Directions for this task: Repeat every line below exactly, word for word.

[Object position labeling entries]
--- --- ---

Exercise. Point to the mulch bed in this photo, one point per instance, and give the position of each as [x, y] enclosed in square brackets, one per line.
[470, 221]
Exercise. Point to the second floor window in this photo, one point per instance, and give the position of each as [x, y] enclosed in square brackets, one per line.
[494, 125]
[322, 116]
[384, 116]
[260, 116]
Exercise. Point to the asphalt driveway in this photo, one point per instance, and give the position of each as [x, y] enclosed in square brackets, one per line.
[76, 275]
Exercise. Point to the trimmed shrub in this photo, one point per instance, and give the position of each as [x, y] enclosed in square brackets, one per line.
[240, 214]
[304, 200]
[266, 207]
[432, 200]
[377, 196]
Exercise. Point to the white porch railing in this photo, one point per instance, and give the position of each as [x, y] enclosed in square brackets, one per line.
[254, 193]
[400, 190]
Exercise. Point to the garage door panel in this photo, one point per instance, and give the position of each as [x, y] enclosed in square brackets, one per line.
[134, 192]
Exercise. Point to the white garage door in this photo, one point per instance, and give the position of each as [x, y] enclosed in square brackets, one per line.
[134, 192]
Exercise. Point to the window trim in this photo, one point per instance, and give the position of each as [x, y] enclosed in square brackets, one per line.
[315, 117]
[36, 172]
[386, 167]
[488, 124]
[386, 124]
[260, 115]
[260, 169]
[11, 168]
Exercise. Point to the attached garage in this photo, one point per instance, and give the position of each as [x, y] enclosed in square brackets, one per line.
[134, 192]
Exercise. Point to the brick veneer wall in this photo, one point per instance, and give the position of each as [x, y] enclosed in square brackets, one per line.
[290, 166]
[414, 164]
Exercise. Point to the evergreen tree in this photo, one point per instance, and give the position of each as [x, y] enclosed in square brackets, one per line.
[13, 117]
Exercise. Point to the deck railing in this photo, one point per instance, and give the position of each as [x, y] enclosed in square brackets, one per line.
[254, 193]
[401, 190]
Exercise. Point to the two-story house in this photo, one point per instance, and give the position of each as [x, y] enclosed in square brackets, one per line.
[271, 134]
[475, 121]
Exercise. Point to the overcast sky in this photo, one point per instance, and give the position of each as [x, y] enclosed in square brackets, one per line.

--- --- ---

Response to the task:
Exercise. Point to the mulch bed in this photo, one point per instance, and give the position of each as [x, y] enclosed in square brackets, one per line.
[470, 221]
Exercise. Point to the second floor window in this photo, one point per instance, and give the position of each as [x, y] enclosed in square brackets, one per line.
[494, 125]
[322, 116]
[384, 116]
[260, 116]
Exercise. Point to the asphalt driveway in this photo, one point per instance, and give the position of each as [x, y] enclosed in square brackets, one per line.
[76, 275]
Exercise. Point to the trimmed shrub in this photo, one point per instance, and give the position of each as [x, y] enclosed in square brackets, one per line.
[240, 214]
[304, 200]
[266, 207]
[432, 200]
[377, 196]
Exercise. Point to the white porch railing in this photo, one point per instance, and give the position of each as [x, y] enclosed in square brackets, one per line.
[254, 193]
[400, 190]
Exercise. Point to the garage door panel in this photo, one point per instance, and give the position of each as [x, y] enclosed in square brackets, one per line.
[134, 192]
Exercise. Point to the white garage door in this photo, one point per instance, and give the position of each as [x, y] enclosed in square brackets, one per line.
[134, 192]
Exercise. Point to the window trim in this photo, one point per instance, and give the position of each as [x, y] enclosed in square brackets, one per line.
[315, 117]
[36, 172]
[386, 167]
[488, 124]
[386, 124]
[260, 115]
[260, 169]
[11, 168]
Exercise. Point to the attached garage in this photo, one point per instance, and give the position of each as [x, y] enclosed in square brackets, one per line.
[134, 192]
Exercise. Point to the brick veneer wall in this photo, one point per instance, and give the position of each as [x, y] enclosed in square brackets, one per line.
[290, 166]
[414, 164]
Exercise. Point to the evergreen tree in this photo, one point per instance, and give the position of each as [x, y] enclosed in square brackets, one per line.
[13, 117]
Exercise. Point to the deck railing in this photo, one point per instance, and give the position of each as [x, y] enclosed in square brackets, one per line.
[254, 193]
[401, 190]
Exercise. Point to the two-story house in this photo, one point per instance, and give the position of each as [x, y] enclosed in square brackets, one per line.
[271, 134]
[475, 121]
Exercise. Point to the overcast sky in this photo, one point per instance, and give the position of each as [x, y] enclosed in square brackets, one per line.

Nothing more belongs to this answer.